Text to read ::

Of course that does not help much with how much meat you will need to fill them.  But the "natural hog casings" in the link in the post above says it is for "up to 30 pounds of meat".  So if you have a whole package, there is your number.


----------



## smokinhusker (Oct 2, 2012)

Scott Edwards said:


> I got it figured out.  The labeling on the package doesn't match up front to back, but I figured out the casings are for 8 oz links.  Here's the link to the website, but from what I've seen, it doesn't have much information.
> 
> http://www.himtnjerky.com/sausage-acc.html


Is this the package? 













image.jpg



__ smokinhusker
__ Oct 2, 2012





  There website states one package (8 oz) will do approximately 30 lbs of meat.


----------



## linguica (Oct 2, 2012)

Just a question on the side: What is the shelf life of hog casings if resealed in in zip lock bags. I'm thinking if they are resealed in vac bags they might get "crushed".


----------



## scott edwards (Oct 2, 2012)

Data lines ::

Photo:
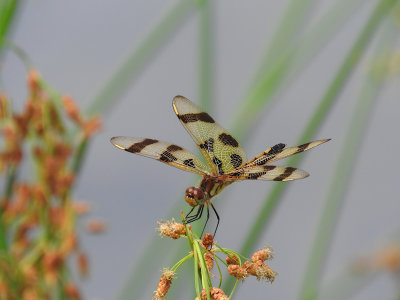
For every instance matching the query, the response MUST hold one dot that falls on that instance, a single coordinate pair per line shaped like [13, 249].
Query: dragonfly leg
[215, 231]
[205, 224]
[197, 216]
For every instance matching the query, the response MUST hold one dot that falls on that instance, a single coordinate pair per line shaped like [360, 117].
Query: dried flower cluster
[171, 229]
[215, 294]
[206, 252]
[38, 215]
[164, 284]
[256, 267]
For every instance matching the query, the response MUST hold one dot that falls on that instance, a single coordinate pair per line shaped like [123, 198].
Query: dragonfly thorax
[195, 196]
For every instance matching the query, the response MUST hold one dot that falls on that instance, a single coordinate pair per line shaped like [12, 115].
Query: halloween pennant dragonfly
[225, 159]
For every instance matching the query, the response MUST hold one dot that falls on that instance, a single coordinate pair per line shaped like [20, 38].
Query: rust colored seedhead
[194, 196]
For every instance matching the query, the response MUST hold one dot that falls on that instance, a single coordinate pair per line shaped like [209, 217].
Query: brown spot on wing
[208, 145]
[227, 139]
[302, 148]
[137, 147]
[218, 163]
[189, 162]
[173, 148]
[288, 171]
[236, 160]
[277, 148]
[255, 175]
[167, 157]
[203, 116]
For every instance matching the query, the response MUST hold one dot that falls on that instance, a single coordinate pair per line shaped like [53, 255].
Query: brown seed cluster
[171, 229]
[256, 267]
[208, 240]
[164, 284]
[38, 214]
[215, 294]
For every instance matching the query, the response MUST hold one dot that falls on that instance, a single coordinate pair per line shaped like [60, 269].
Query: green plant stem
[80, 155]
[130, 68]
[206, 50]
[332, 93]
[8, 10]
[289, 62]
[10, 179]
[290, 27]
[343, 171]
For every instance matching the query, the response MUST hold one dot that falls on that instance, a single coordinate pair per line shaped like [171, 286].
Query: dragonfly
[225, 160]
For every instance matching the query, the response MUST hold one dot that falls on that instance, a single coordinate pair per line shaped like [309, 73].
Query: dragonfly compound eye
[193, 196]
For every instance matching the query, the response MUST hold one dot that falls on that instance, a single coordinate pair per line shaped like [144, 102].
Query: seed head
[208, 240]
[232, 259]
[215, 294]
[171, 229]
[263, 255]
[237, 271]
[164, 284]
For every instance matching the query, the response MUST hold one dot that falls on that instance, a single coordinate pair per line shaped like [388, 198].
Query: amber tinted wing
[266, 172]
[259, 168]
[168, 153]
[220, 149]
[279, 152]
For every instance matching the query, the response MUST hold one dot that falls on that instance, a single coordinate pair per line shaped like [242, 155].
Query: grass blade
[8, 9]
[332, 93]
[206, 50]
[130, 68]
[343, 171]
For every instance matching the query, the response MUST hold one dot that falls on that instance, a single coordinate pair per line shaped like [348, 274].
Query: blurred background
[270, 72]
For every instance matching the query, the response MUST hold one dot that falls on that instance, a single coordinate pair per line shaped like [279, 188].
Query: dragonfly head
[195, 196]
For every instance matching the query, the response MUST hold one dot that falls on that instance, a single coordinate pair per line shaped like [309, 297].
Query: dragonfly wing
[165, 152]
[267, 172]
[279, 152]
[221, 150]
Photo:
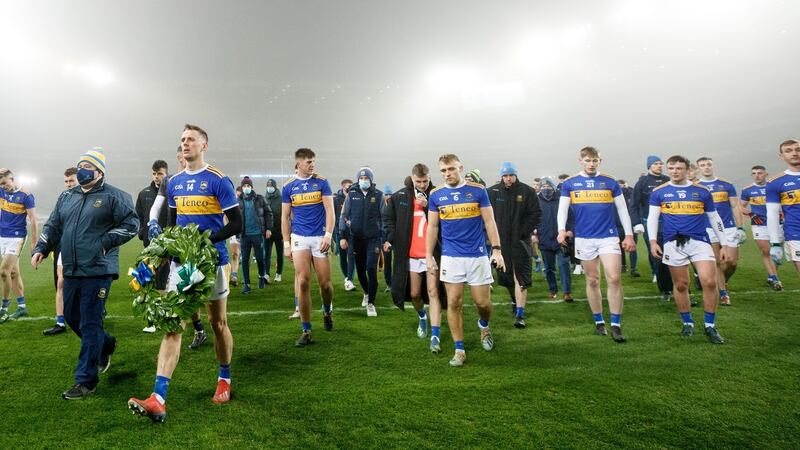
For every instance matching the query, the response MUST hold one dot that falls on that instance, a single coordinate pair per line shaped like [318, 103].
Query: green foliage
[196, 251]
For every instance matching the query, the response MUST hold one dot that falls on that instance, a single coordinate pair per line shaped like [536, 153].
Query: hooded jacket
[361, 214]
[90, 227]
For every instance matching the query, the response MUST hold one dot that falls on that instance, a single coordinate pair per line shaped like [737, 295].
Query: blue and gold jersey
[683, 210]
[722, 192]
[202, 197]
[460, 218]
[305, 196]
[14, 212]
[757, 197]
[785, 191]
[592, 200]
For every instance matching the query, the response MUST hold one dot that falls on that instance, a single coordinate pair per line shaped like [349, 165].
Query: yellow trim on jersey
[790, 197]
[11, 207]
[460, 211]
[591, 196]
[306, 198]
[720, 196]
[197, 204]
[682, 208]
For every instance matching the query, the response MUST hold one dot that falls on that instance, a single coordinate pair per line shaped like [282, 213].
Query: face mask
[85, 176]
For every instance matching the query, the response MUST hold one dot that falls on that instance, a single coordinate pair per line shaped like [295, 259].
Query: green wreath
[197, 276]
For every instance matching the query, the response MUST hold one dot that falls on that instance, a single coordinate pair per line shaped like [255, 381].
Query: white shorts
[792, 250]
[300, 243]
[730, 234]
[760, 233]
[417, 265]
[587, 249]
[220, 289]
[475, 271]
[11, 246]
[692, 251]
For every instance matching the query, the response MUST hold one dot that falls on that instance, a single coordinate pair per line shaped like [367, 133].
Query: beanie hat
[652, 159]
[508, 168]
[475, 174]
[95, 157]
[366, 172]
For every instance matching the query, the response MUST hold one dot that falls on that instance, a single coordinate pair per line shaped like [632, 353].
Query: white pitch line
[387, 308]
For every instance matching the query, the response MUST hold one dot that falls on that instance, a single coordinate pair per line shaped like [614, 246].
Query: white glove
[776, 253]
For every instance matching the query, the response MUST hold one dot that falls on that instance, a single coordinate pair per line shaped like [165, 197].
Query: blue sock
[162, 383]
[225, 372]
[708, 318]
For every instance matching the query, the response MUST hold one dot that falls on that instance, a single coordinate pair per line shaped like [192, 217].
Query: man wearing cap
[89, 222]
[639, 211]
[517, 214]
[362, 228]
[257, 220]
[273, 198]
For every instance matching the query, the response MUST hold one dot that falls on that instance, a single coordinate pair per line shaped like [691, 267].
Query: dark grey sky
[389, 84]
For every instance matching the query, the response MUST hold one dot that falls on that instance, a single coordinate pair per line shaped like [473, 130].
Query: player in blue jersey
[728, 208]
[685, 209]
[307, 221]
[202, 195]
[462, 209]
[783, 197]
[17, 207]
[596, 200]
[753, 203]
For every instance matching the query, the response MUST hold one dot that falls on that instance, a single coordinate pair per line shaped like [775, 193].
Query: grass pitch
[371, 383]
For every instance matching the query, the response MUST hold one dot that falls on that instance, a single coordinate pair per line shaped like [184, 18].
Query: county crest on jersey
[202, 197]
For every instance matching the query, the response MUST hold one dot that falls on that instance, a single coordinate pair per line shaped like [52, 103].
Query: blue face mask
[85, 176]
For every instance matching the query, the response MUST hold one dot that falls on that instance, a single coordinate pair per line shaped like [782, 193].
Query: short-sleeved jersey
[722, 192]
[756, 196]
[592, 200]
[460, 218]
[785, 191]
[683, 210]
[419, 232]
[305, 196]
[202, 197]
[14, 207]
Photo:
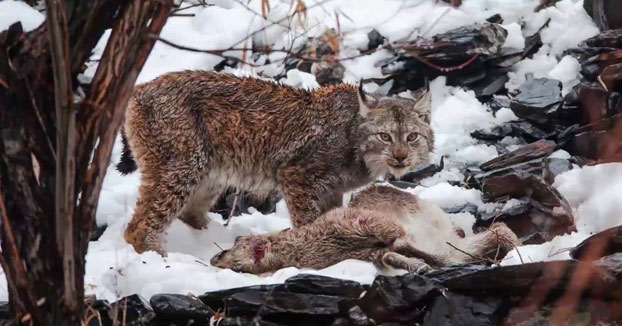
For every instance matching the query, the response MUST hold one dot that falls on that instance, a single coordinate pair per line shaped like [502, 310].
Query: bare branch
[65, 137]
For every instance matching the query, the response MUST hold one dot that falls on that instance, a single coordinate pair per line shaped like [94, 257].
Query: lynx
[384, 225]
[195, 133]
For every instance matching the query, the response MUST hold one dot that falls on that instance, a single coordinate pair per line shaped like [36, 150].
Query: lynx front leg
[161, 197]
[199, 204]
[308, 193]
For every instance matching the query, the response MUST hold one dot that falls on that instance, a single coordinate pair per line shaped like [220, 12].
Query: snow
[113, 268]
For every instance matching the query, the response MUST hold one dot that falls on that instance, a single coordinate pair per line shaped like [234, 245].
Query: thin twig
[477, 259]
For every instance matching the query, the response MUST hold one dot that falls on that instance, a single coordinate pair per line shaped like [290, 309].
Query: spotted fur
[384, 225]
[195, 133]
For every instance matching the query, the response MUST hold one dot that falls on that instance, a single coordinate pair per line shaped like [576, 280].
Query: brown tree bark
[47, 141]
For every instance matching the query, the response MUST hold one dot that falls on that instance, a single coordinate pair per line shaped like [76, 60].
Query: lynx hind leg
[161, 197]
[199, 203]
[412, 265]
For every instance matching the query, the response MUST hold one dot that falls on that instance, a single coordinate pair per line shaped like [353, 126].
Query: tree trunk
[47, 141]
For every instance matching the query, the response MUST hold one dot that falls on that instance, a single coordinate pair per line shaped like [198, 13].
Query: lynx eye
[384, 136]
[412, 136]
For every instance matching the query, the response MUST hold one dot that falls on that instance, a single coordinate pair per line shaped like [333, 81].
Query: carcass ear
[424, 107]
[366, 102]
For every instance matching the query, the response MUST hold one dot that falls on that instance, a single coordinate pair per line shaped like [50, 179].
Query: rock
[317, 284]
[132, 310]
[281, 307]
[606, 39]
[526, 153]
[605, 243]
[537, 100]
[607, 14]
[549, 213]
[428, 171]
[515, 211]
[612, 265]
[461, 54]
[215, 299]
[493, 82]
[550, 277]
[398, 298]
[456, 309]
[179, 309]
[497, 102]
[512, 129]
[242, 321]
[466, 208]
[358, 317]
[375, 39]
[98, 230]
[593, 100]
[602, 145]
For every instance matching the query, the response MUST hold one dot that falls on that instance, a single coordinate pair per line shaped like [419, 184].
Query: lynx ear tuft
[366, 102]
[424, 107]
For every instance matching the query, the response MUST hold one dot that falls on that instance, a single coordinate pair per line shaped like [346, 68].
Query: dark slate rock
[606, 39]
[605, 243]
[98, 230]
[519, 280]
[358, 317]
[512, 129]
[317, 284]
[179, 309]
[375, 39]
[399, 298]
[538, 100]
[493, 134]
[612, 265]
[466, 208]
[607, 14]
[133, 310]
[328, 73]
[492, 83]
[456, 309]
[498, 102]
[549, 213]
[280, 307]
[526, 153]
[518, 210]
[215, 299]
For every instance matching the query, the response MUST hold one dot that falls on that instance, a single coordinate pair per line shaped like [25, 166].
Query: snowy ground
[114, 269]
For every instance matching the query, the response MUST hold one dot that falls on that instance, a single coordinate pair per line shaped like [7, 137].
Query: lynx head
[397, 136]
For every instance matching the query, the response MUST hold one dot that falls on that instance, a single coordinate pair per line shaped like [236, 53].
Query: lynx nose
[400, 155]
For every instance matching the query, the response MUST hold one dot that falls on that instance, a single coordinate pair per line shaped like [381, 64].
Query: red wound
[258, 252]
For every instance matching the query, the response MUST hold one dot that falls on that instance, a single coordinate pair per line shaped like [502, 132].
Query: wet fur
[193, 134]
[384, 225]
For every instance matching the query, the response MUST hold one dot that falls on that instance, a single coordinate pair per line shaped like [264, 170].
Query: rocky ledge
[584, 291]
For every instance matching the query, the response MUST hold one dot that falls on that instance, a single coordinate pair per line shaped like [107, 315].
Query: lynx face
[397, 132]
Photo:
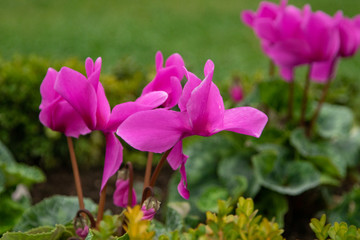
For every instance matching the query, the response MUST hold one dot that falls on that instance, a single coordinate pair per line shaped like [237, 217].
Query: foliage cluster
[283, 162]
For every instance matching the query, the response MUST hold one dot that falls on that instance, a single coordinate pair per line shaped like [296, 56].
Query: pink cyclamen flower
[121, 194]
[236, 93]
[293, 37]
[148, 213]
[56, 113]
[202, 113]
[167, 78]
[349, 35]
[76, 105]
[82, 232]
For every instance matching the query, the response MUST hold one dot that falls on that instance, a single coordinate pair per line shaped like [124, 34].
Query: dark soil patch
[61, 182]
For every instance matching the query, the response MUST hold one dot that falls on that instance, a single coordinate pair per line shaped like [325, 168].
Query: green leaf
[5, 155]
[320, 152]
[208, 201]
[10, 212]
[233, 170]
[174, 220]
[286, 177]
[51, 211]
[278, 202]
[21, 173]
[56, 233]
[334, 121]
[348, 210]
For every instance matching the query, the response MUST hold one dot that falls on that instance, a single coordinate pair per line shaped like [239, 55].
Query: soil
[301, 208]
[61, 182]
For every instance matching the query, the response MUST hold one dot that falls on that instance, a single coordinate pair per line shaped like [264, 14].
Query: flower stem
[101, 206]
[76, 173]
[305, 97]
[291, 100]
[148, 170]
[318, 108]
[147, 192]
[271, 69]
[158, 168]
[131, 182]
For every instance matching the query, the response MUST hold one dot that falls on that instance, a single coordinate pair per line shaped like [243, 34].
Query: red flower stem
[131, 182]
[147, 192]
[101, 206]
[305, 97]
[148, 170]
[291, 100]
[271, 68]
[158, 168]
[318, 108]
[76, 173]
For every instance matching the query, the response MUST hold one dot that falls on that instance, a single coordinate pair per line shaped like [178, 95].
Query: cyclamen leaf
[334, 121]
[56, 233]
[286, 177]
[54, 210]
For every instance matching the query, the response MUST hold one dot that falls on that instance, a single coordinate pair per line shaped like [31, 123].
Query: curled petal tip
[209, 67]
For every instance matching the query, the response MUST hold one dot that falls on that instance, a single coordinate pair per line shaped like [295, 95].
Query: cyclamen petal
[244, 120]
[60, 116]
[113, 157]
[182, 186]
[79, 93]
[176, 156]
[167, 78]
[205, 107]
[120, 197]
[48, 94]
[122, 111]
[153, 130]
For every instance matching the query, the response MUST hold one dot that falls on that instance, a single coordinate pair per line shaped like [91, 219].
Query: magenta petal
[205, 106]
[48, 94]
[103, 109]
[182, 186]
[209, 69]
[322, 72]
[122, 111]
[176, 156]
[192, 82]
[287, 73]
[89, 66]
[60, 116]
[248, 17]
[113, 157]
[159, 61]
[153, 130]
[148, 213]
[79, 92]
[175, 60]
[120, 197]
[153, 99]
[244, 120]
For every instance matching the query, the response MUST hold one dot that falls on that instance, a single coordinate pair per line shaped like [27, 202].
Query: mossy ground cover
[114, 29]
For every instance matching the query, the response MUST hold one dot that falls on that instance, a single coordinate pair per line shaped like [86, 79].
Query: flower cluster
[76, 105]
[291, 37]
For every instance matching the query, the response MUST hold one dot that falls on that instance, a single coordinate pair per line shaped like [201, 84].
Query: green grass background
[113, 29]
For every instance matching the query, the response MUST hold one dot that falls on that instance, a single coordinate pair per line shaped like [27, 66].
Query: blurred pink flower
[82, 232]
[202, 113]
[148, 213]
[236, 93]
[293, 37]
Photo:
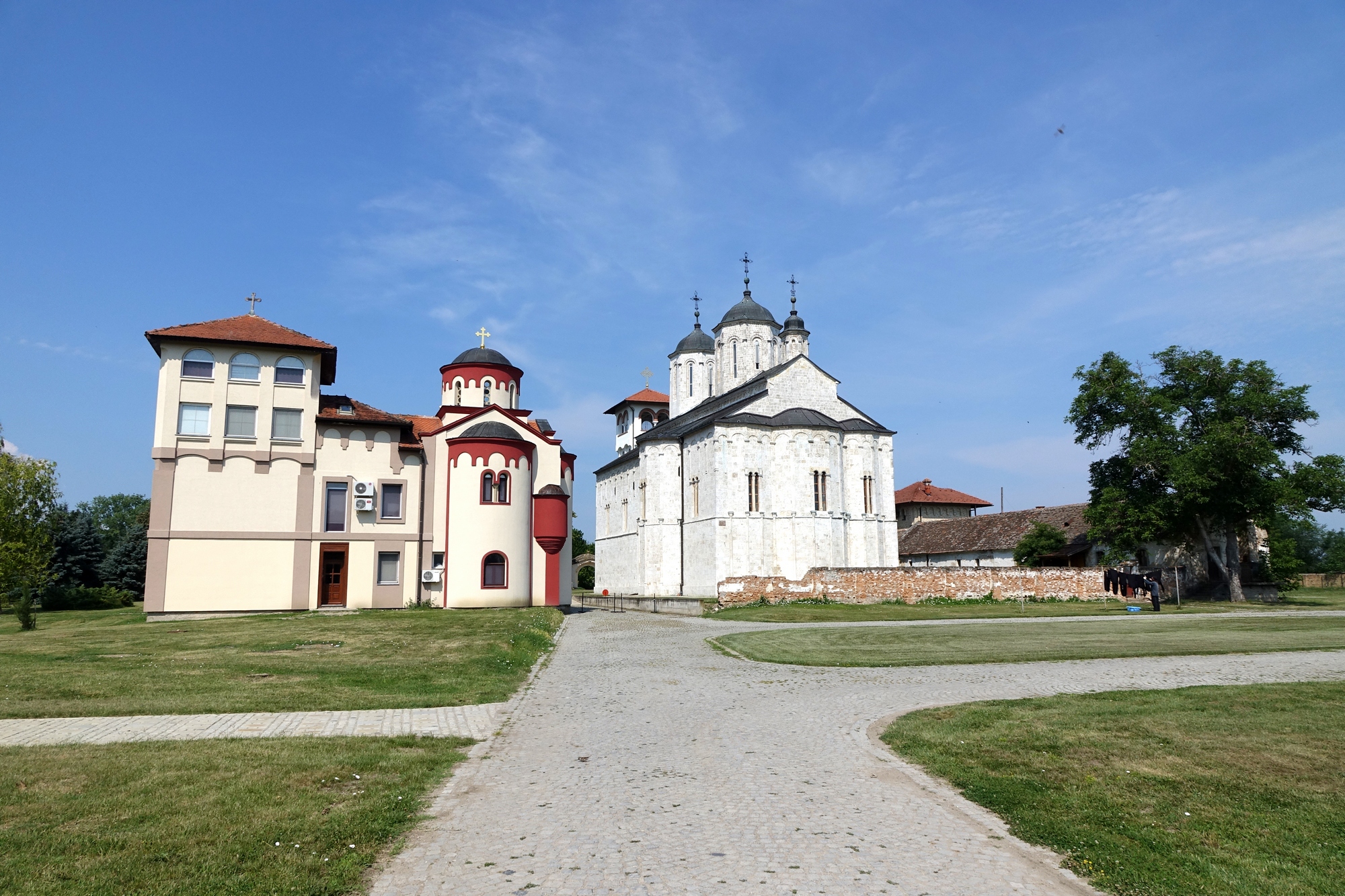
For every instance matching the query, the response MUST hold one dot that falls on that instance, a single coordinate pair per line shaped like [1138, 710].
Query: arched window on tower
[494, 571]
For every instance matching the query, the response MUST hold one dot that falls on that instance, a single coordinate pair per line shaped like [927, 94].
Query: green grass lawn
[1202, 790]
[1305, 599]
[1028, 642]
[115, 663]
[205, 817]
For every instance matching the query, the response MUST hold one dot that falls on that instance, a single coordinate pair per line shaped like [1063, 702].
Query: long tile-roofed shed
[996, 532]
[245, 330]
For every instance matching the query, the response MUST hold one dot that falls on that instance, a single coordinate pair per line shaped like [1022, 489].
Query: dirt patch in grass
[1231, 790]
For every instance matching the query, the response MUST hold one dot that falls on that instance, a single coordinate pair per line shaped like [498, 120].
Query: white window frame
[185, 405]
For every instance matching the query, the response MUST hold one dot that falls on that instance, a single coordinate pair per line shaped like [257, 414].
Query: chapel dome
[794, 323]
[696, 341]
[482, 357]
[747, 311]
[490, 430]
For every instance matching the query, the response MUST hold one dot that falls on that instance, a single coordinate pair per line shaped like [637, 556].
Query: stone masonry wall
[913, 583]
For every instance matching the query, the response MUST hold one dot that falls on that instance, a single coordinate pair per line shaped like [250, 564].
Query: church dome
[747, 311]
[696, 341]
[482, 357]
[490, 430]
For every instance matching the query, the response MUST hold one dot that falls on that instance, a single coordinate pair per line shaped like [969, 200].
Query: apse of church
[759, 467]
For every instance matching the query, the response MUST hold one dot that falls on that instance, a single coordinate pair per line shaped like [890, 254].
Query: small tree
[1042, 540]
[1202, 452]
[124, 568]
[29, 509]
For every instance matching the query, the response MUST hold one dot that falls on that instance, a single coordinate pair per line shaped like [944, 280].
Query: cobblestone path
[440, 721]
[644, 762]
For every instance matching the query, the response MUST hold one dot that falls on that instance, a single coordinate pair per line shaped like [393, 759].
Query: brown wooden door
[332, 587]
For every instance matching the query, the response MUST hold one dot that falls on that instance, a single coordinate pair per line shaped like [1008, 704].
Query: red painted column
[551, 528]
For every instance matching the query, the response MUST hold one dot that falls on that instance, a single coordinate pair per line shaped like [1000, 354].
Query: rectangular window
[391, 502]
[334, 518]
[241, 421]
[193, 420]
[388, 567]
[287, 424]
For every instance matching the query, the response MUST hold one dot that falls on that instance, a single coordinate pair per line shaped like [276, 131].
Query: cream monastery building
[751, 464]
[270, 495]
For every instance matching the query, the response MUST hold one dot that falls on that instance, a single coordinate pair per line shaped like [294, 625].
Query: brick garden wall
[914, 583]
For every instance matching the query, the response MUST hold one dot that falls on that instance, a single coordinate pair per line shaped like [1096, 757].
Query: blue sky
[392, 177]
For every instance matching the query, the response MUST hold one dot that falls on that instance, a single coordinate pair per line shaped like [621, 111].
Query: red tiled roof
[645, 396]
[925, 493]
[249, 330]
[992, 532]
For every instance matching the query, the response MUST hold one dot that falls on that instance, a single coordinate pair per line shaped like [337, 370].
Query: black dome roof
[747, 311]
[482, 357]
[794, 322]
[490, 430]
[695, 341]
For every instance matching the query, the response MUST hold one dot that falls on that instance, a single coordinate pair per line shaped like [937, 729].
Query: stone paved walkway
[440, 721]
[642, 762]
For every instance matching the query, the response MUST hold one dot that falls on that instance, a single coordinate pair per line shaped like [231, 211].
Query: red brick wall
[914, 583]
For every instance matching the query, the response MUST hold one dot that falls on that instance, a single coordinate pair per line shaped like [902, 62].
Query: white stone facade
[771, 475]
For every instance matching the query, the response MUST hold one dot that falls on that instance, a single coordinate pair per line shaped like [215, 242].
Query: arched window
[198, 362]
[244, 366]
[494, 569]
[290, 369]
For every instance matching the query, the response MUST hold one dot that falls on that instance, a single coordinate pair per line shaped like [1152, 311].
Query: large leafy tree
[29, 512]
[1204, 450]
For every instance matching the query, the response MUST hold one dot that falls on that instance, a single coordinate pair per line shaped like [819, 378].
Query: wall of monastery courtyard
[915, 583]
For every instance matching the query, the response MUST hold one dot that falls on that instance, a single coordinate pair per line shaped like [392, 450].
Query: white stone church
[753, 466]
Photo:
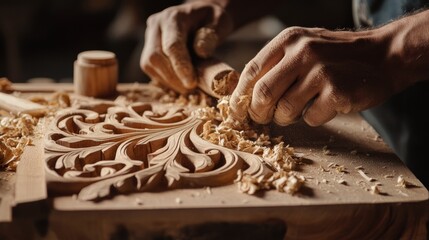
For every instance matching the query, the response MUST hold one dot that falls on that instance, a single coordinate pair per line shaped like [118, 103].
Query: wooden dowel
[216, 78]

Description of the task :: Resume the forum thread about hog casings above, starting after its last line.

Reply to the exercise ::
Yes, that looks like the package.  Thanks for all of the help.  I've got it figured out, now.  However, I don't believe I'm going to be making 30 lbs of sausage on my first run.


----------



## deuce (Oct 2, 2012)

Linguica said:


> Just a question on the side: What is the shelf life of hog casings if resealed in in zip lock bags. I'm thinking if they are resealed in vac bags they might get "crushed".


I just read yesterday they they can be repacked in non iodized salt and put in the refrigerator for up to a year. I tried to find the website I was on to refer you to, but my history got deleted with computer issues today.


----------



## shoneyboy (Oct 2, 2012)

Linguica said:


> Just a question on the side: What is the shelf life of hog casings if resealed in in zip lock bags. I'm thinking if they are resealed in vac bags they might get "crushed".


I seem to have read that as long they are salted and refrigerated/frozen they will last indefinitely......I have my doubts about that !! But I have my concerns when I see them out and unrefrigerated at some suppliers..... I understand that the salt will preserve them, but it's just kind of gives me concern when I see them hanging on a shelf next to batteries at a store......ShoneyBoy


----------



## smokinhusker (Oct 2, 2012)

I was able to purchase Dewied Brand locally - here's the info on them

http://www.askthemeatman.com/directions_on_natural_hog_casings_use.htm


----------



## linguica (Oct 2, 2012)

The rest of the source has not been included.